__Directions__
1. List each distinct username that appears as a post author in the lens comparison thread.
2. Reproduce the passage of the lens comparison thread word for word, starting at "# 100mm 2.8L" and ending at "to the 135mm ?".

__Document__

# 100mm 2.8L vs 135mm 2.0L



## Haydn1971 (Dec 9, 2012)

I'd like to start doing macro photography, I'm not into faffing with flash, tripods and such, I like to handhold and shoot... I have a 135mm 2.0L and was pondering if I got a 100mm 2.8L macro, would I still use the 135mm ? It's currently one of the three lenses I use most. I'm aware of focal length change, but what about the look of the images ? The colour and soft focus areas, Is there a difference to the look when used as a normal telephoto at similar lengths to the 135mm ?


----------



## neuroanatomist (Dec 9, 2012)

I have both. The 135L is a better choice for portraits and for low light action, The former because of the thinner DoF and better bokeh, the latter because of the faster aperture and faster AF.


----------



## bobbysamat (Dec 10, 2012)

i have the 100mm2.8 macro and i would only use it for portraits if i didn't have another lens with me. the macro lens shows you such a narrow depth of field in your view finder that it makes it hard to focus handheld. at least for me. i've probably shot 2000-2500 frames with it. i'd say about 10 of those were handheld. that lens and a tripod make for some sharp pictures.


----------



## sagittariansrock (Dec 10, 2012)

bobbysamat said:


> i have the 100mm2.8 macro and i would only use it for portraits if i didn't have another lens with me. the macro lens shows you such a narrow depth of field in your view finder that it makes it hard to focus handheld. at least for me. i've probably shot 2000-2500 frames with it. i'd say about 10 of those were handheld. that lens and a tripod make for some sharp pictures.



Why would the macro have a shallower DoF? For equivalent FoV at the widest aperture the macro should have greater DoF than the 135. Or is there something different about macro lenses? Some clarification is appreciated.


----------



## Haydn1971 (Dec 10, 2012)

Thanks for the reply, some real world comments on macro would be good too....

Looks like I'm getting a lensbaby composer for Xmas from my wife, that opens some additional macro possibilities too ;-)


----------



## PackLight (Dec 10, 2012)

The 100mm f/2.8 L IS Macro is an excellent choice if you want to start doing macro. If you want to start doing macro and you only want to do it hand held it is the best choice IMO. I own it and use it for just that reason, it is great.

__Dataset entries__
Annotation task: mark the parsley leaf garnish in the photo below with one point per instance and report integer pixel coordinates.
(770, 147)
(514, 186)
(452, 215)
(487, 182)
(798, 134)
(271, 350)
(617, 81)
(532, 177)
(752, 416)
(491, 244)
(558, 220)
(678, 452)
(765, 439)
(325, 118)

__Results in order__
1. Haydn1971, neuroanatomist, bobbysamat, sagittariansrock, PackLight

2.
# 100mm 2.8L vs 135mm 2.0L



## Haydn1971 (Dec 9, 2012)

I'd like to start doing macro photography, I'm not into faffing with flash, tripods and such, I like to handhold and shoot... I have a 135mm 2.0L and was pondering if I got a 100mm 2.8L macro, would I still use the 135mm ? It's currently one of the three lenses I use most. I'm aware of focal length change, but what about the look of the images ? The colour and soft focus areas, Is there a difference to the look when used as a normal telephoto at similar lengths to the 135mm ?